Tag Archives: Kaley Cuoco

The Big Bang Theory of the Inclined Plane

Season 01, Episode 02: “The Big Bran Hypothesis”
Sheldon and Leonard solve a problem using an inclined plane

Sheldon and Leonard contemplate using the stairs as an inclined plane to move Penny’s furniture to her apartment.

In Season 1 Episode 2 of The Big Bang Theory, “The Big Bran Hypothesis”, Penny (Kaley Cuoco) asks Leonard (Johnny Galecki) to sign for a furniture delivery if she isn’t home. Unfortunately for Leonard and Sheldon, they are left with the task of getting a huge (and heavy) box up to Penny’s apartment.

To solve this problem, Leonard suggest using the stairs as an inclined plane, one of the six classical simple machines defined by Renaissance scientists. Both Leonard and Sheldon have the right idea here. Not only are inclined planes used to raise heavy loads but they require less effort to do so. Though this may make moving a heavy load easier the tradeoff is that the load must now be moved over a greater distance. So while, as Leonard correctly calculates, the effort required to move Penny’s furniture is reduced by half, the distance he and Sheldon must move Penny’s furniture twice the distance to raise it directly.

* WHAT THE TASK ASKS
From the inclined-plane post, write out word for word the stretch that starts at the words "Season 01, Episode" and ends after "to her apartment.".

* SUPPLIED INFORMATION
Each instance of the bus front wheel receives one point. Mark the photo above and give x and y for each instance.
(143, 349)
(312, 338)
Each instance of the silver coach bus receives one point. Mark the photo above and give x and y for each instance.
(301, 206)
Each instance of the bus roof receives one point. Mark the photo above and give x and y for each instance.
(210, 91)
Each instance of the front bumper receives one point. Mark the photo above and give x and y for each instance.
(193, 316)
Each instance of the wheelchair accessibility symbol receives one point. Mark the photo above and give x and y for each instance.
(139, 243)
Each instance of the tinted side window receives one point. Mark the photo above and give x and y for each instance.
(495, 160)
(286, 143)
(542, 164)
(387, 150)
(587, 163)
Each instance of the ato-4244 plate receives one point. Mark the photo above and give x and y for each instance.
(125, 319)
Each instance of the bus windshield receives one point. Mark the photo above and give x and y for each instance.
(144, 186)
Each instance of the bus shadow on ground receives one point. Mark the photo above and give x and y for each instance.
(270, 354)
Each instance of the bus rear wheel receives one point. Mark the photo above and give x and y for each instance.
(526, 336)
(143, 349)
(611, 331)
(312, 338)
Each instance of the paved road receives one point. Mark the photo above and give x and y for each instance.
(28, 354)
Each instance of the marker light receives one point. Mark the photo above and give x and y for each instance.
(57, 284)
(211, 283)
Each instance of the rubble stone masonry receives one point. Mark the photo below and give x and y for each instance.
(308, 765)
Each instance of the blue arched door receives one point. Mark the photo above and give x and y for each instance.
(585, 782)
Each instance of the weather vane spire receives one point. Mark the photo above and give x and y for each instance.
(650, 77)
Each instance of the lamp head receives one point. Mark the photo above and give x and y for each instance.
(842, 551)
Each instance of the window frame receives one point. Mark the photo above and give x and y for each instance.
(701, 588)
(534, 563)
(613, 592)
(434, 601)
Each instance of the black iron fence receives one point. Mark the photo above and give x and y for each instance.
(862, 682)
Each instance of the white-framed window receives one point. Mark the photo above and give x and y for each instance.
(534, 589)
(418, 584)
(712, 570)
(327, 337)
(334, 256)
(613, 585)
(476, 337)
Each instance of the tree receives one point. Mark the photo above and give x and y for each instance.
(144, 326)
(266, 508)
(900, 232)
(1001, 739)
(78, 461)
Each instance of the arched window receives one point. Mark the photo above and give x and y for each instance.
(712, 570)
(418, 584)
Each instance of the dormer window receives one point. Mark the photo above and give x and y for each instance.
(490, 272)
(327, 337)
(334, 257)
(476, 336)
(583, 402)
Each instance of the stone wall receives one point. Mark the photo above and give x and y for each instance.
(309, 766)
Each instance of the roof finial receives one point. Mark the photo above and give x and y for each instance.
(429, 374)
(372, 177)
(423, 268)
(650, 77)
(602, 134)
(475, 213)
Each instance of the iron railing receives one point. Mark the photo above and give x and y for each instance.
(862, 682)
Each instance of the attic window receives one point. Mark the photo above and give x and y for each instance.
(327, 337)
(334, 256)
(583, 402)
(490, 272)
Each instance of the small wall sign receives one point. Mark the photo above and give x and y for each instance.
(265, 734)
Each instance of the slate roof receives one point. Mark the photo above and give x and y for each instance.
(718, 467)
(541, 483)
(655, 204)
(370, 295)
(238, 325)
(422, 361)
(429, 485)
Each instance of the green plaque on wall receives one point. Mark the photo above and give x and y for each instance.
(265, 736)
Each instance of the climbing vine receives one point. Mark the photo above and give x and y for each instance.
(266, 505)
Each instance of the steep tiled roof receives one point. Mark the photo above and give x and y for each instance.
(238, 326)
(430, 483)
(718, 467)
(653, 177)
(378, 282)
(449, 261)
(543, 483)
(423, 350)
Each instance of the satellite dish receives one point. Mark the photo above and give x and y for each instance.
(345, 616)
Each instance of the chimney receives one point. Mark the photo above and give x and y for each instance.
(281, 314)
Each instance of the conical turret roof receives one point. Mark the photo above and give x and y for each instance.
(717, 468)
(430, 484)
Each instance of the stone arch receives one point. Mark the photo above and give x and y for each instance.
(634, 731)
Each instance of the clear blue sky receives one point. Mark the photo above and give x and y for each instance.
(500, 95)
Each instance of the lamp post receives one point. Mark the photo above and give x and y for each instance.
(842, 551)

* OUTPUT BELOW
Season 01, Episode 02: “The Big Bran Hypothesis”
Sheldon and Leonard solve a problem using an inclined plane

Sheldon and Leonard contemplate using the stairs as an inclined plane to move Penny’s furniture to her apartment.